→ **STATED GOAL 1**
From the passage on listed buildings in the M18 postcode area of Manchester, list every type of building or structure that the listed buildings are said to include.
== SELECTION
= Listed buildings in Manchester-M18 =

Manchester is a city in Northwest England. The M18 postcode area is to the southeast of the city centre, and contains the area of Gorton. The postcode area contains 14 listed buildings that are recorded in the National Heritage List for England. Of these, three are listed at Grade II*, the middle grade of the three grades, and the others are at Grade II, the lowest grade. The area is now mainly residential, and the listed buildings include houses, churches, a mausoleum, a public house, a war memorial, and a former school.
====
→ **STATED GOAL 2**
Collect every line of the records that contains the word "yellow", treating uppercase and lowercase as distinct.
== SUPPLIED DATA
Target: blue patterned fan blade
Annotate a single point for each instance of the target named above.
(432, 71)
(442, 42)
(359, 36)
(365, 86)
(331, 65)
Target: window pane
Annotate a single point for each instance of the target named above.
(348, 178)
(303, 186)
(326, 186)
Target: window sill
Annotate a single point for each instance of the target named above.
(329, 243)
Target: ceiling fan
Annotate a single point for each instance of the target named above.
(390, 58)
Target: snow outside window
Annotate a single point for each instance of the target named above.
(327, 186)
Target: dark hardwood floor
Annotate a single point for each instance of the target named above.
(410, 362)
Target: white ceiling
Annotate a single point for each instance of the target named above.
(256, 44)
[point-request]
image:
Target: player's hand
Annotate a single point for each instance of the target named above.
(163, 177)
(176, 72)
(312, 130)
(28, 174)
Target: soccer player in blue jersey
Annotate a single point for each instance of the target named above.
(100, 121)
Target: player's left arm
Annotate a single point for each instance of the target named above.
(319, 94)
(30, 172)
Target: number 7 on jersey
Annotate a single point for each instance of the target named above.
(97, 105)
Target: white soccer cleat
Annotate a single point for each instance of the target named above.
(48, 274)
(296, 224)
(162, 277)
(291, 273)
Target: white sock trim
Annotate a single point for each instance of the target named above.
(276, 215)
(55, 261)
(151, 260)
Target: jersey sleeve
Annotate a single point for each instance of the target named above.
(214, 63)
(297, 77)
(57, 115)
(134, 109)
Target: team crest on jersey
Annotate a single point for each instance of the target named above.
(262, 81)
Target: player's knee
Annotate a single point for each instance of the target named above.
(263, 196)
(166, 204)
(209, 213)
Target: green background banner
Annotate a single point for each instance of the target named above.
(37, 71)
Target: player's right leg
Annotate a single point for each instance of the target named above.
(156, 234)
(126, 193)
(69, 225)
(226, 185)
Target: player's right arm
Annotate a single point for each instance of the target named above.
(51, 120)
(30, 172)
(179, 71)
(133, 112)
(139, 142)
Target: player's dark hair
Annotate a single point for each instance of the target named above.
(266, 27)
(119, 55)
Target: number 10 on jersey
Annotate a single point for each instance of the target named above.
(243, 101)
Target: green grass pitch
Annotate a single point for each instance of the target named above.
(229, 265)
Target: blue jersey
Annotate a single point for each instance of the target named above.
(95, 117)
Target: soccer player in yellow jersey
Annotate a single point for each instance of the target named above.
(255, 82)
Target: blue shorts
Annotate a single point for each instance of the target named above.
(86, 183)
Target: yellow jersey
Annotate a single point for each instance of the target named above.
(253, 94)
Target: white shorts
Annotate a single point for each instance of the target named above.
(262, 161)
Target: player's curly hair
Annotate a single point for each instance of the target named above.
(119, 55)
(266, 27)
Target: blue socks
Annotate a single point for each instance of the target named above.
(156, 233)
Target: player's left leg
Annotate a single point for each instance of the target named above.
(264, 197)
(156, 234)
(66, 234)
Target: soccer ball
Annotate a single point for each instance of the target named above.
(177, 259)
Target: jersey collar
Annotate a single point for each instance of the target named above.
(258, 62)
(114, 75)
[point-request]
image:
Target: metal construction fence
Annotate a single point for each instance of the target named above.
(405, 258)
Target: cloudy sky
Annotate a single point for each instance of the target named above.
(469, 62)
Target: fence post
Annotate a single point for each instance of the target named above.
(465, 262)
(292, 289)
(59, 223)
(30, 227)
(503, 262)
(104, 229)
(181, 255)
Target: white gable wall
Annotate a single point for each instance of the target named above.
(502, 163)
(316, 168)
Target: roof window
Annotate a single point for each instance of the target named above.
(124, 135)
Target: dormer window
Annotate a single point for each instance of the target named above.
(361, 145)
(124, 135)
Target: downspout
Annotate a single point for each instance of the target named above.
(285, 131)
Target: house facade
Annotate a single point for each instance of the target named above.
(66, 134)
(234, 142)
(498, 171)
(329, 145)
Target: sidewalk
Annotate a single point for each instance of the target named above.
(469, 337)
====
→ **COMPLETE ANSWER 1**
houses
churches
a mausoleum
a public house
a war memorial
a former school

→ **COMPLETE ANSWER 2**
Target: soccer player in yellow jersey
Target: yellow jersey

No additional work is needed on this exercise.